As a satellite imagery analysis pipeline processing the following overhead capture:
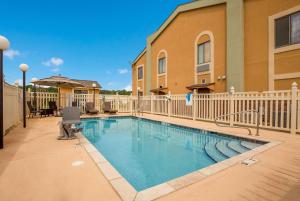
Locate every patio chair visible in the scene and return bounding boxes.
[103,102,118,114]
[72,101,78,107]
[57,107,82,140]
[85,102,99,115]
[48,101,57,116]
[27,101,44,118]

------

An exact, line-for-line copy is required: from the line containing "Locate every patio" through the final line of the listing above, both included, with nothing else.

Locate every patio chair visible in the scene and return bounding boxes.
[103,102,118,114]
[72,101,78,107]
[57,107,82,140]
[85,102,99,115]
[48,101,57,116]
[27,101,44,118]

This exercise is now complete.